Stated goal:
Please rewrite all of the data below line for line, adding 86 to every polygon coordinate in the answers and keeping every other line and number as it stands. Leave the pictures out.

Entries supplied:

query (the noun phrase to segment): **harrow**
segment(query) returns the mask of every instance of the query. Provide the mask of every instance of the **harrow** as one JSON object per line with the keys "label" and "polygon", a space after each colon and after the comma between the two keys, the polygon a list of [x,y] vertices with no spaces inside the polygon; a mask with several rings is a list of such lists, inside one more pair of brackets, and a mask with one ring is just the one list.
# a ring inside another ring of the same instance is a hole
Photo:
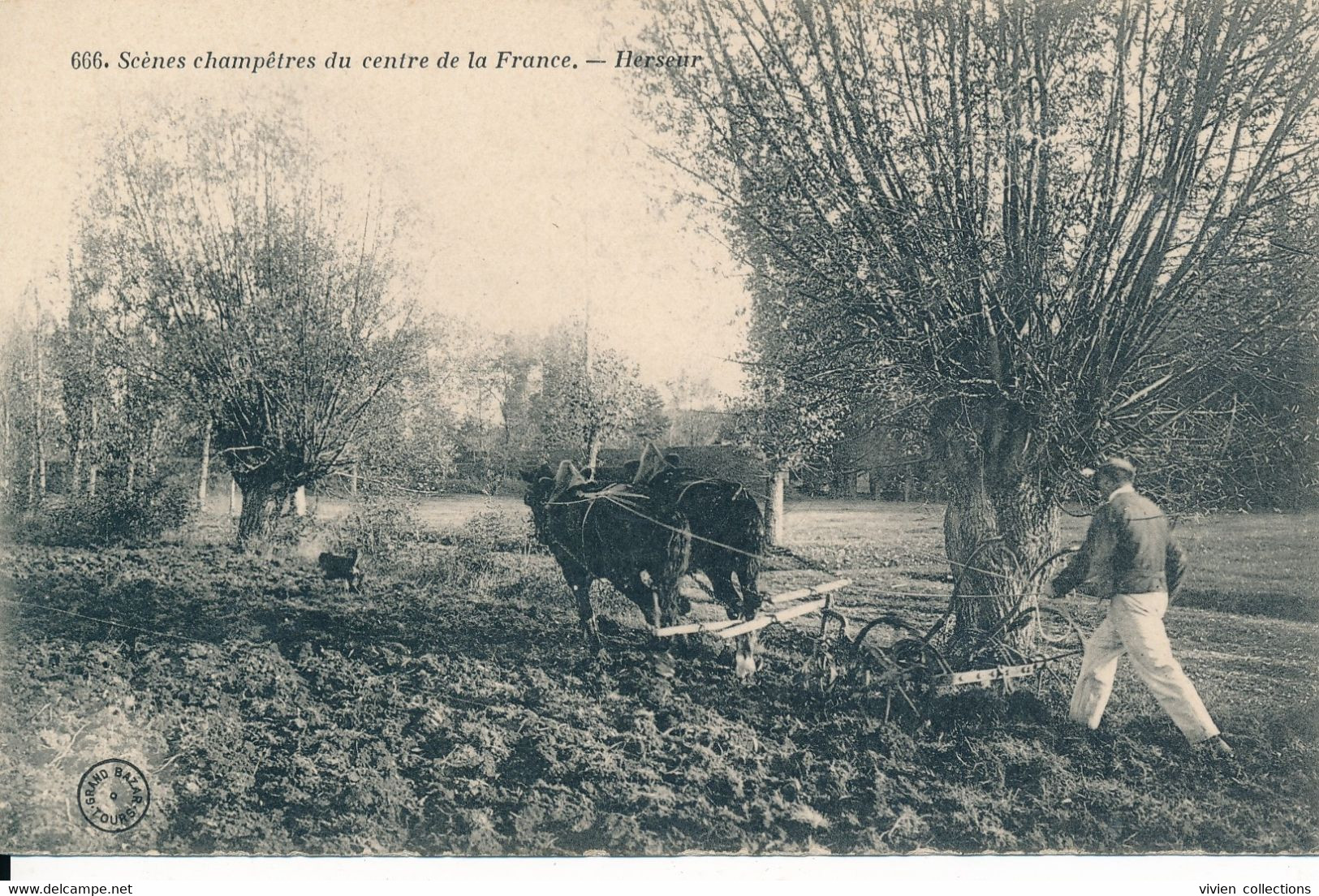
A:
{"label": "harrow", "polygon": [[[1020,558],[1009,548],[985,542],[962,566],[954,598],[964,594],[968,571],[984,573],[976,563],[983,563],[989,550],[1005,554],[1000,560],[1006,565],[1000,569],[1020,571]],[[1054,554],[1026,577],[1004,575],[1004,581],[1025,582],[1025,587],[1009,595],[1013,608],[998,624],[971,641],[951,637],[951,607],[929,628],[889,612],[863,623],[852,635],[851,620],[827,600],[820,607],[815,649],[802,672],[820,693],[849,685],[882,697],[885,718],[898,707],[925,719],[934,698],[963,690],[1010,693],[1045,680],[1066,685],[1068,676],[1060,674],[1059,665],[1083,652],[1082,629],[1060,603],[1038,596],[1045,575],[1066,553]]]}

Solution:
query (the noun phrase to segment): **harrow**
segment(query) returns the mask of every instance of the query. Provide the mask of every instance of the **harrow** as one JSON object per line with the keys "label" and "polygon", a space after each colon and after the comma between the two keys, the polygon a list of [x,y] vertices with no spaces inside the polygon; a mask with several rings is a list of such lists, inside one more pair of brackets, and a mask with one ring is just the one list.
# a ring inside another ring of the same instance is a hole
Photo:
A:
{"label": "harrow", "polygon": [[[1106,644],[1095,634],[1071,628],[1048,652],[1040,684],[1050,680],[1054,657],[1070,659],[1062,649],[1069,649],[1075,636],[1091,640],[1086,646],[1092,651],[1086,655],[1106,657]],[[1140,640],[1112,663],[1090,661],[1090,667],[1111,668],[1111,673],[1095,681],[1099,694],[1084,710],[1057,727],[1037,723],[1037,693],[1015,714],[975,698],[949,709],[938,721],[937,706],[913,686],[906,693],[901,735],[888,758],[906,779],[935,771],[968,783],[971,804],[984,793],[1011,805],[1020,784],[1049,776],[1096,779],[1131,766],[1152,771],[1154,762],[1146,760],[1145,751],[1169,738],[1168,715],[1146,689],[1124,682],[1131,661],[1152,639]]]}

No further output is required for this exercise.